Assignment >>
The full set of entries is to be printed exactly, with pictures excluded.

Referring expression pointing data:

★ ★ ★

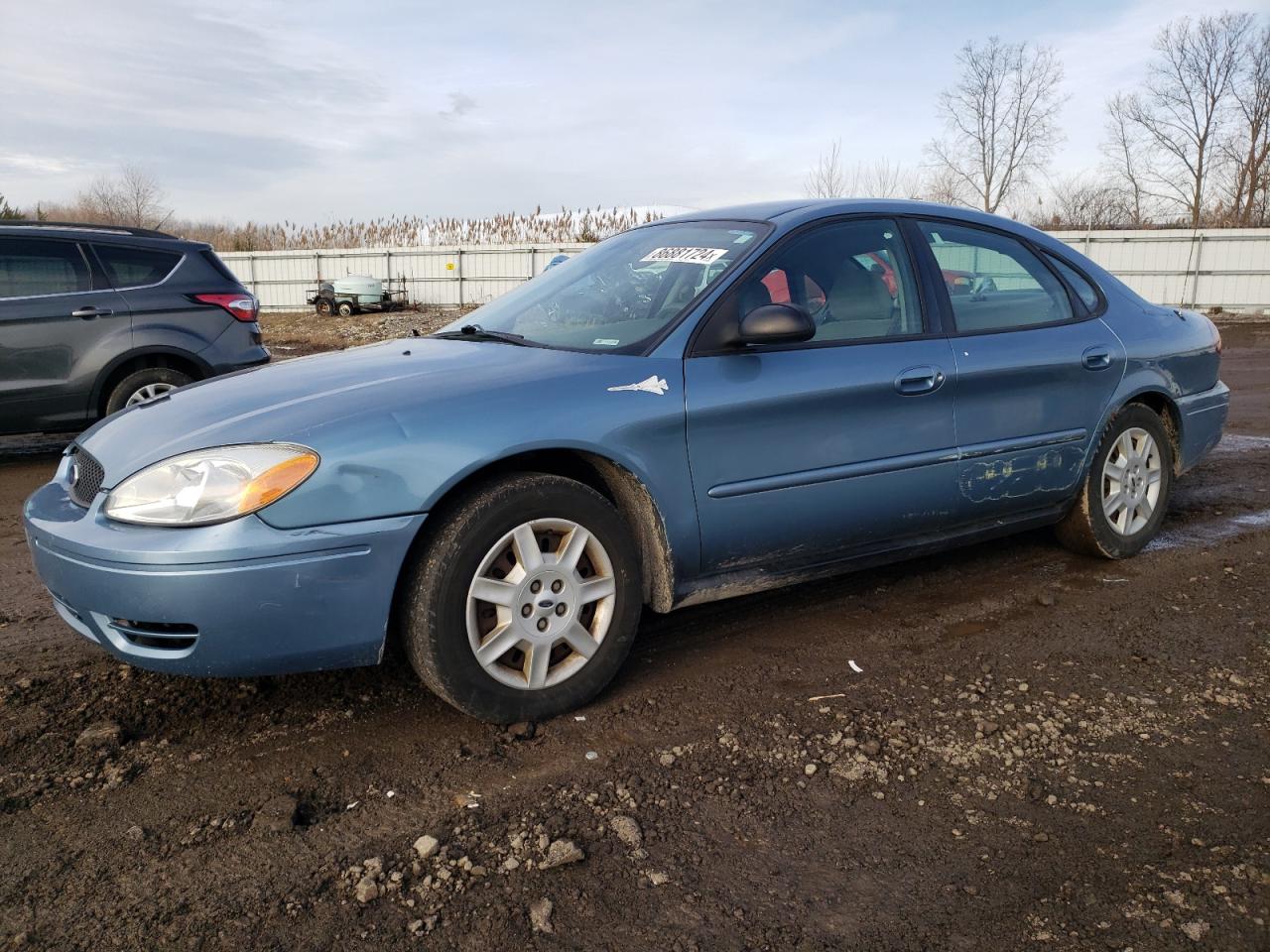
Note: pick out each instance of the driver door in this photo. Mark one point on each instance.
(804, 453)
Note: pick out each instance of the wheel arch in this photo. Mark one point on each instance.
(139, 359)
(611, 479)
(1161, 404)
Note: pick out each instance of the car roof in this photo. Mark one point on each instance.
(793, 212)
(94, 232)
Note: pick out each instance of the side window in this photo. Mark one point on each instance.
(33, 267)
(852, 277)
(1083, 290)
(993, 281)
(134, 267)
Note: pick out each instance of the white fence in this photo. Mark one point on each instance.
(1225, 268)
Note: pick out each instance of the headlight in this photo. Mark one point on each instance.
(211, 485)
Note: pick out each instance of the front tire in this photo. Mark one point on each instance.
(525, 601)
(1127, 489)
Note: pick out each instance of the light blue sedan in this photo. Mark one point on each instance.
(695, 409)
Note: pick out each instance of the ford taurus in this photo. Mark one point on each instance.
(698, 408)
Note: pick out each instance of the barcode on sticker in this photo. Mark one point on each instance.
(688, 255)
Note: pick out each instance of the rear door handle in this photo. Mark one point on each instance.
(89, 312)
(1096, 358)
(920, 380)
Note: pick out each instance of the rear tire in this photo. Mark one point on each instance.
(567, 613)
(1123, 502)
(144, 385)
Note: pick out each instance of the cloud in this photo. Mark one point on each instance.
(276, 109)
(460, 104)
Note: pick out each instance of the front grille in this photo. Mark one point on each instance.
(86, 476)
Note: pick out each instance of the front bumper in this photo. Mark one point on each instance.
(236, 599)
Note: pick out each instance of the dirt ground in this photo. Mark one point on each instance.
(1038, 752)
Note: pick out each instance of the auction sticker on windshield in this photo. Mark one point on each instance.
(688, 255)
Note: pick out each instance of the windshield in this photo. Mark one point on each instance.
(621, 293)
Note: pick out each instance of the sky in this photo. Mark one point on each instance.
(313, 111)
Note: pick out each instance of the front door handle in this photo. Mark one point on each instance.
(920, 380)
(90, 312)
(1096, 358)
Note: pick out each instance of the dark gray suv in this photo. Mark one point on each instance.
(96, 317)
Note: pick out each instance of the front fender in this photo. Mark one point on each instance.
(379, 462)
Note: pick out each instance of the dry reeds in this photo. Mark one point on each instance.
(566, 226)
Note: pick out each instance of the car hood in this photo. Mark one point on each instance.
(329, 402)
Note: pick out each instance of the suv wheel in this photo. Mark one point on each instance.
(1125, 492)
(144, 386)
(525, 602)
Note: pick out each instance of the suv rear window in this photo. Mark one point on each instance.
(135, 267)
(33, 267)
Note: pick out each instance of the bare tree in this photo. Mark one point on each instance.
(826, 179)
(134, 197)
(1083, 202)
(942, 184)
(1246, 149)
(1000, 118)
(1125, 159)
(1184, 105)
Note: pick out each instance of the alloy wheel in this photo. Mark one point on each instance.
(150, 391)
(541, 603)
(1132, 479)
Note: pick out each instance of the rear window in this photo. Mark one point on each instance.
(35, 267)
(134, 267)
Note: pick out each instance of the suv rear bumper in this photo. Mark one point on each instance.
(234, 599)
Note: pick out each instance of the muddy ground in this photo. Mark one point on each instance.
(1039, 752)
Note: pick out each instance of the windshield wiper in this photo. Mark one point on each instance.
(474, 331)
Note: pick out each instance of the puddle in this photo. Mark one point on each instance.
(1206, 534)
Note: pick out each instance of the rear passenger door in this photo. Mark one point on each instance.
(807, 452)
(59, 322)
(1035, 371)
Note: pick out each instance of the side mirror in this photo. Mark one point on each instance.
(776, 324)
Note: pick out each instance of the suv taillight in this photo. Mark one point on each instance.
(243, 306)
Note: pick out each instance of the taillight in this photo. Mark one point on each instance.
(241, 306)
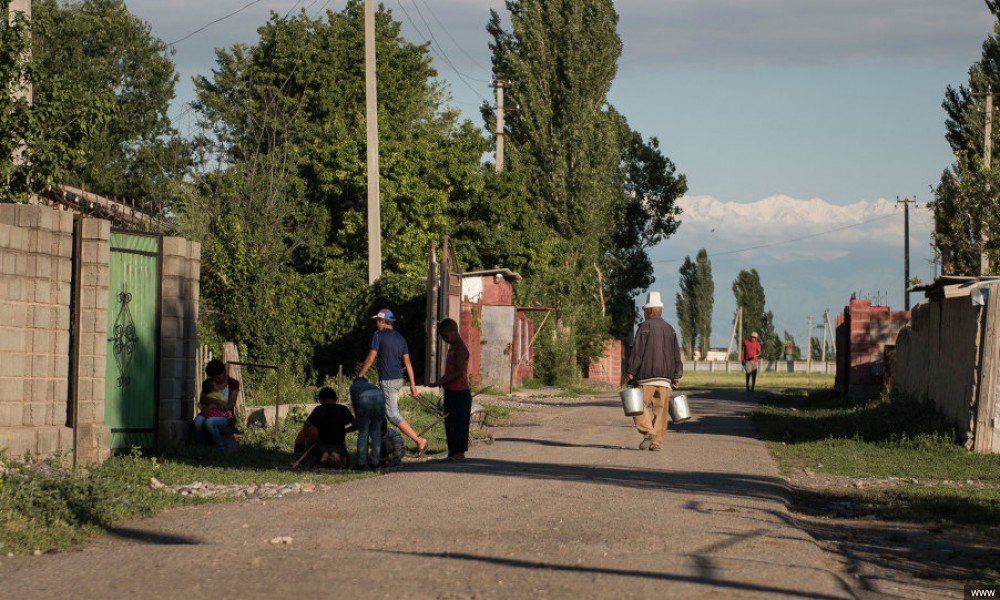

★ ★ ★

Solution >>
Note: pick out each instance of the driver door in this photo. Mark one point on each instance.
(804, 453)
Note: pick out each instance of the wheel arch in this photo. Mark one point on each instance.
(139, 359)
(611, 479)
(1161, 404)
Note: pick out each instance of the car roof in this photo. Mark one point on each instance.
(793, 212)
(94, 232)
Note: pick out each instance of the side window in this photo. Mark one point on each instance.
(33, 267)
(852, 277)
(1083, 290)
(993, 281)
(134, 267)
Note: pick out each instance of the white fence in this photo. Mark one point on each instance.
(1225, 268)
Note: pick out each instance of the headlight in this photo. Mark one point on each instance.
(211, 485)
Note: pick out each instance of the front tire in this photo. Mark one point on each instance.
(525, 601)
(1127, 489)
Note: pick out each instance of the light blue sedan in this photo. Mark one point on each instance.
(695, 409)
Note: pick out each instance of the ford taurus in this photo. Mark one point on each instance.
(698, 408)
Note: pick out each instance of the barcode on sticker in this photo. Mark one point on each instance.
(688, 255)
Note: pick out each instance of the rear door handle in this photo. Mark one point on each instance.
(89, 312)
(1096, 358)
(920, 380)
Note: pick out each instance of the rear tire in this photo. Mark one point on each instance.
(567, 613)
(1123, 502)
(144, 385)
Note: pick out each instance of the cloud in this photo. Mark one point on each instance.
(276, 109)
(460, 104)
Note: pick out each instance of the front grille in this photo. Mark one point on each instance.
(86, 476)
Note: pick out each instance of the front bumper in this photo. Mark one point on each instance.
(236, 599)
Note: pick out each instance of the dirt ground in this photo. Mark one point on each instance.
(1038, 752)
Note: pick out each instance of the auction sticker on windshield in this photo. Mark one point on each instance.
(688, 255)
Note: pick out each instance of the windshield in this photo. Mark one point on each instance.
(621, 293)
Note: pick out each instance of the sky in this photo. Mark one point on each instance.
(313, 111)
Note: pick out each instance of the front door handle in this photo. Mark one point on each instance.
(920, 380)
(90, 312)
(1096, 358)
Note: pick out each instance of the dark gray suv in this photo. Mark one point on each instance.
(96, 317)
Note: pick out each instance of the front fender in this photo. Mark one point on each instance.
(379, 462)
Note: pick out each instance of the dry reeds in this photo. Mark one point on each instance.
(566, 226)
Note: pick out each instance of the car hood in this photo. Mark one point on each instance.
(329, 402)
Note: pick out each instance of the suv wheel in this photo. Mark one point on each instance.
(1125, 492)
(144, 386)
(525, 602)
Note: pick out each instance of the suv rear window in this photo. Mark one point on each instance.
(135, 267)
(33, 267)
Note: pick out each instance of the bare tree in this photo. Mark one point on each instance.
(826, 179)
(134, 197)
(1083, 202)
(942, 184)
(1246, 149)
(1000, 118)
(1125, 159)
(1184, 105)
Note: pick out each instance of the alloy wheel in this photo. Mark one point on each instance.
(150, 391)
(541, 603)
(1132, 479)
Note: pick out each instance of the rear window in this photo. Mark one point on each instance.
(35, 267)
(134, 267)
Note: pick out each instance of the suv rear bumper in this photo. Mark one point on each instance.
(234, 599)
Note: pick out each instance of the muddy ground in this photo. Mark one point on each instance.
(1039, 752)
Note: pick out each instance of the windshield wiper in this photo. Mark one point on each instance.
(474, 331)
Note: pick out each instance of the puddle in this photo. Mark one point on each instance.
(1206, 534)
Note: pick out each instance of the rear passenger door in this photo. Mark one point on each instance.
(807, 452)
(59, 322)
(1035, 371)
Note: pick out each instance of the side mirror in this photo. Mark one point on each instance.
(776, 324)
Note: pick out each instance of the suv taillight in this photo. Mark one point on each instance.
(243, 306)
Note: pick out each instance of the taillight in this photo. Mark one point on each instance.
(241, 306)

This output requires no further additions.